▸ **Aim of the task**
Your task is to print every entry below exactly as given.

▸ **Recorded data**

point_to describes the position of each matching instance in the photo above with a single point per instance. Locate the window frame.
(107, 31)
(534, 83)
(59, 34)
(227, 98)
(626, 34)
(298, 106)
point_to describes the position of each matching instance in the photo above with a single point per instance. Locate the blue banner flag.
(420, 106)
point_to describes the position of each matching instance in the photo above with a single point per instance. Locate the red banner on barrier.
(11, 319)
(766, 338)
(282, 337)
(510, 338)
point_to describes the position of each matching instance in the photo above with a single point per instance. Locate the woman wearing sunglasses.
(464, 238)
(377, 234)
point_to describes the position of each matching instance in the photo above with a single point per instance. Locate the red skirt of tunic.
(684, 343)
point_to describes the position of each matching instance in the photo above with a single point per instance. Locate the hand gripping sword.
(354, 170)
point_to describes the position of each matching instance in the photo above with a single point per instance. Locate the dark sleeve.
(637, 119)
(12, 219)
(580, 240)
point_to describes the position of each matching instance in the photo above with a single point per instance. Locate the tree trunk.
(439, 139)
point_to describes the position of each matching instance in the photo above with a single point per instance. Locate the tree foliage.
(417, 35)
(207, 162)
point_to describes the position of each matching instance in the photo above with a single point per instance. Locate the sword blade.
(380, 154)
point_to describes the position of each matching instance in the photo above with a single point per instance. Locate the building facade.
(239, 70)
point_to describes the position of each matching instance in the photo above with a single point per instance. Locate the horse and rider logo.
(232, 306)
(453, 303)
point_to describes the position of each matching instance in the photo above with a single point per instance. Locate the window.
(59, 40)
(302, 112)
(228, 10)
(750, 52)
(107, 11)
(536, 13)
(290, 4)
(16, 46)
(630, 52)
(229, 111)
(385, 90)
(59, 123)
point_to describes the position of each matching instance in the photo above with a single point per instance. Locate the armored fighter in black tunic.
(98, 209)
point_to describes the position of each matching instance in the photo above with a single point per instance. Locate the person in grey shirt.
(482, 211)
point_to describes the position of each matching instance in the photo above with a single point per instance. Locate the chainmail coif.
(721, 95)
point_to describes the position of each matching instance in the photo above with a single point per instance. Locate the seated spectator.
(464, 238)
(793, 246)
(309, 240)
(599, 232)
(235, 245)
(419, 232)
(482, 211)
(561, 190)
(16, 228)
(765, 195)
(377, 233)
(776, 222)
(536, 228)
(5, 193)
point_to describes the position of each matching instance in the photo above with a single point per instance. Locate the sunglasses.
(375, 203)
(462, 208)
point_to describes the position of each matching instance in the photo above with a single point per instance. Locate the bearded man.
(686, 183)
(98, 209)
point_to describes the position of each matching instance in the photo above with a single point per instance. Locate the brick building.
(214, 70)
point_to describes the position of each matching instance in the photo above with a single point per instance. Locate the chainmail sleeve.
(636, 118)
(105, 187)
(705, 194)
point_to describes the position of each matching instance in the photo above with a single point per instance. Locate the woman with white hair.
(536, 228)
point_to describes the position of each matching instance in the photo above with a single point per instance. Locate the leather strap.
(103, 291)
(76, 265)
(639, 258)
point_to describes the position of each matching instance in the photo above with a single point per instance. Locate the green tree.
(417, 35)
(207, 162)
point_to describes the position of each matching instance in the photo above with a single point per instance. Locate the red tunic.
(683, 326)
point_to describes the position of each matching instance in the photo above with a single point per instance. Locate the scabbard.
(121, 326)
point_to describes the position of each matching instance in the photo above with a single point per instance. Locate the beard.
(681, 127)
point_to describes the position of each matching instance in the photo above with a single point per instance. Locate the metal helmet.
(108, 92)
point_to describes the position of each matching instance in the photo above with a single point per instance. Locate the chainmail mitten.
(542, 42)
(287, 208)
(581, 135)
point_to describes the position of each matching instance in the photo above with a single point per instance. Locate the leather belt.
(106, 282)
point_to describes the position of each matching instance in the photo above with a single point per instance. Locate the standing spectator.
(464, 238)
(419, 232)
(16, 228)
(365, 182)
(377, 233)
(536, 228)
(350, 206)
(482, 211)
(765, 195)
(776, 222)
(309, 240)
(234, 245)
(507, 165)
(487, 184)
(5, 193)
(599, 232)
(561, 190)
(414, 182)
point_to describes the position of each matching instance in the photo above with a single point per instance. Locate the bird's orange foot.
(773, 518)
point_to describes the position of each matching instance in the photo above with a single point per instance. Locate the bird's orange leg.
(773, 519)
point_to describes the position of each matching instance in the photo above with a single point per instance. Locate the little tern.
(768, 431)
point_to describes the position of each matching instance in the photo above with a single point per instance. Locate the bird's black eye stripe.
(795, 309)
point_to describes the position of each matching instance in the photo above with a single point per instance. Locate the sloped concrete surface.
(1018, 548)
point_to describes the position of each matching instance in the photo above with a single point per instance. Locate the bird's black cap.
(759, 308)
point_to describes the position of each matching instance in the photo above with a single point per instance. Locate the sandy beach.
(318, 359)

▸ **Reply**
point_to describes the position of each matching instance in the photo above with a single point per instance. Locate the window frame.
(107, 31)
(534, 83)
(59, 34)
(227, 98)
(626, 34)
(298, 106)
point_to describes the position of each matching instance in the photo above with a single point per instance. Locate the blue banner flag.
(420, 106)
point_to describes the position of each matching instance in the photo above with a single point per instance. Locate the red banner on barrier.
(11, 319)
(766, 338)
(282, 337)
(510, 338)
point_to describes the position of each matching instance in the photo above with a single point per instance. Locate the woman wearing sunglasses.
(464, 238)
(377, 234)
point_to describes the position of each matching instance in the photo above with a single point per instance. Locate the red skirt of tunic.
(684, 343)
point_to describes the position of each matching instance in the photo above with a single point per instance. Locate the hand gripping sword.
(354, 170)
point_to describes the position of each matching instance in the photo above with a single point per instance. Locate the dark sleeve.
(637, 119)
(12, 219)
(580, 240)
point_to describes the position of each matching instance in the photo above with a single point per instance. Locate the tree trunk.
(439, 139)
point_to describes the position of each matching instance in the photo above with a single point per instance. Locate the tree foliage.
(417, 35)
(207, 162)
point_to describes the position of each matching instance in the photo above with a single point per instance. Locate the sword blade.
(380, 154)
point_to describes the position of each matching instance in the photo above with a single point per instance. Locate the building facade.
(239, 70)
point_to describes the position of each matching instance in the photo above with a single point per instance. Locate the horse and rider logo.
(232, 306)
(453, 303)
point_to describes the position of each matching instance in the photo above with a single point per instance. Locate the window.
(59, 40)
(302, 112)
(228, 10)
(750, 52)
(107, 11)
(536, 13)
(290, 4)
(16, 46)
(630, 52)
(229, 111)
(385, 90)
(59, 123)
point_to describes the position of each matching instance in the photo above with a single point per instance. Locate the armored fighter in black tunic.
(98, 209)
point_to describes the position of each matching instance in the photo above with a single point per instance. Locate the person in grey shirt.
(482, 211)
point_to describes the position of each matching instance in the photo above with a single point per instance. Locate the chainmail coif.
(721, 95)
point_to describes the position of each matching instance in the photo above with a single point per instance. Locate the seated spectator.
(464, 238)
(793, 246)
(309, 240)
(599, 232)
(235, 245)
(419, 232)
(482, 211)
(561, 190)
(16, 228)
(765, 195)
(377, 233)
(776, 222)
(536, 228)
(5, 193)
point_to describes the position of each matching instance in the photo above with a single point per instance. Locate the sunglasses.
(375, 203)
(462, 208)
point_to describes the position of each matching instance in the photo above with a single point per instance. Locate the bearded man.
(686, 183)
(98, 209)
point_to describes the position of each matching instance in the photo above with a single point per instance. Locate the brick building.
(214, 70)
point_to describes the position of each matching instance in the photo above with a single point per instance. Locate the chainmail sleeve.
(636, 118)
(105, 187)
(705, 194)
point_to describes the position of each matching instance in the photo above with a single point per instance. Locate the woman with white hair.
(536, 228)
point_to describes the position of each matching instance in the photo above with a single point per instance. Locate the leather strap.
(103, 291)
(76, 265)
(639, 258)
point_to describes the position of each matching instance in the photo above with a single point per instance. Locate the green tree.
(417, 35)
(207, 162)
point_to describes the position of each matching instance in the photo above with a single point per instance. Locate the red tunic.
(683, 326)
point_to describes the position of each matching instance in the photo above with a single point per instance. Locate the scabbard.
(121, 326)
point_to describes the position of each matching instance in the photo above with a single point per instance. Locate the beard.
(681, 127)
point_to describes the position of each matching instance in the photo above with a single point per instance. Locate the metal helmet.
(108, 92)
point_to describes the position of each matching instance in the photo above with a single point per instance. Locate the chainmail mitten.
(542, 42)
(287, 208)
(581, 135)
point_to describes the position of each matching instance in the photo above with a single point per instance. Locate the leather belt.
(106, 282)
point_to describes the position of each matching instance in the photo above with a single point per instance. Locate the standing spectator.
(464, 238)
(419, 232)
(16, 228)
(365, 182)
(377, 233)
(536, 228)
(350, 206)
(482, 211)
(765, 195)
(776, 222)
(309, 240)
(234, 245)
(507, 165)
(487, 184)
(5, 193)
(599, 232)
(561, 190)
(414, 182)
point_to describes the position of each matching instance in the photo above with a single point per instance. Locate the bird's orange foot.
(773, 518)
point_to describes the position of each matching instance in the photo above with a single point per instance. Locate the bird's orange leg.
(773, 519)
point_to describes the position of each matching instance in the photo above with a single point per instance. Locate the little tern.
(768, 431)
point_to describes the position of each matching instance in the photo above with a single point per instance. Locate the bird's black eye stripe.
(795, 309)
point_to describes the position of each matching instance in the photo above with a single point per instance. Locate the sloped concrete surface.
(1018, 548)
point_to describes the position of each matching instance in the photo above with a single point per instance. Locate the bird's black cap.
(759, 308)
point_to describes the position of each matching instance in the photo above with a single point per instance. Locate the sandy beach.
(318, 359)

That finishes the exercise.